[What the task asks]
Translate this sentence from the blog post below on a materialist lyric mode into Spanish: "I’d be willing to bet that a materialist lyric mode is the closest thing to an avant-garde we currently possess."

Sunday, April 20, 2014

Materialist Lyric Mode

The vital question is how to articulate the totalizing impulse of critique – which I’d argue is still as important as ever, in the face of capitalism’s own totalizing force – with a poiesis necessarily fixated on the smallest point of ingress to the materiality of everyday life, or to put it differently, the smallest unit of affect or event in its difference from a reified situation. Art small-a. I’d be willing to bet that a materialist lyric mode is the closest thing to an avant-garde we currently possess. It’s no longer very interesting to say: “Look, I’ve divested myself of my subjectivity, I’ve laid bare the mechanism through critical mimesis, I’ve taught the petrified social forms to dance by singing them their own song.” Better for artists to ask: “How can I make something that speaks to my experience in all its fucked-upness and seeming inevitability; how can I produce anything at all without immediately reproducing capital; what representational or anti-representational claims can I make with regard to my own place in the violent hierarchy of class society?” But this is a kind of lyric that opens onto epic to the extent it necessarily folds totalization back into subjectivity, or history into experience.

-Daniel Spaulding.

Tuesday, April 15, 2014

Queer Silence/Noise

Next AU reading includes Jonathan Katz's essay on John Cage's Queer Silence or How to Avoid Making Matters Worse - which raises questions about modes of resistance, and intersects with Robin James thinking about how we might resist being co-opted by the regime of neoliberalism.

[Given data]

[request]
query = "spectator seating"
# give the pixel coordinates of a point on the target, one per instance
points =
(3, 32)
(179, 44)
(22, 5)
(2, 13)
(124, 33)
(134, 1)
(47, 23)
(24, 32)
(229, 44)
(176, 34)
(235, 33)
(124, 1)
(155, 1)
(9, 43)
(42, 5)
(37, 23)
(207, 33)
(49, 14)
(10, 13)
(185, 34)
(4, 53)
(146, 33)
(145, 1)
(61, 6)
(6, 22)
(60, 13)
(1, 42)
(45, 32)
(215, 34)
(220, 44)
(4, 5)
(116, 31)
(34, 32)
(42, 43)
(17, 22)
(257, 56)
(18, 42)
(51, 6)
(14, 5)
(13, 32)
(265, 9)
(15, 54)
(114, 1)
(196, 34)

[Task output]
Estaría dispuesto a apostar que un modo lírico materialista es lo más parecido a una vanguardia que poseemos actualmente.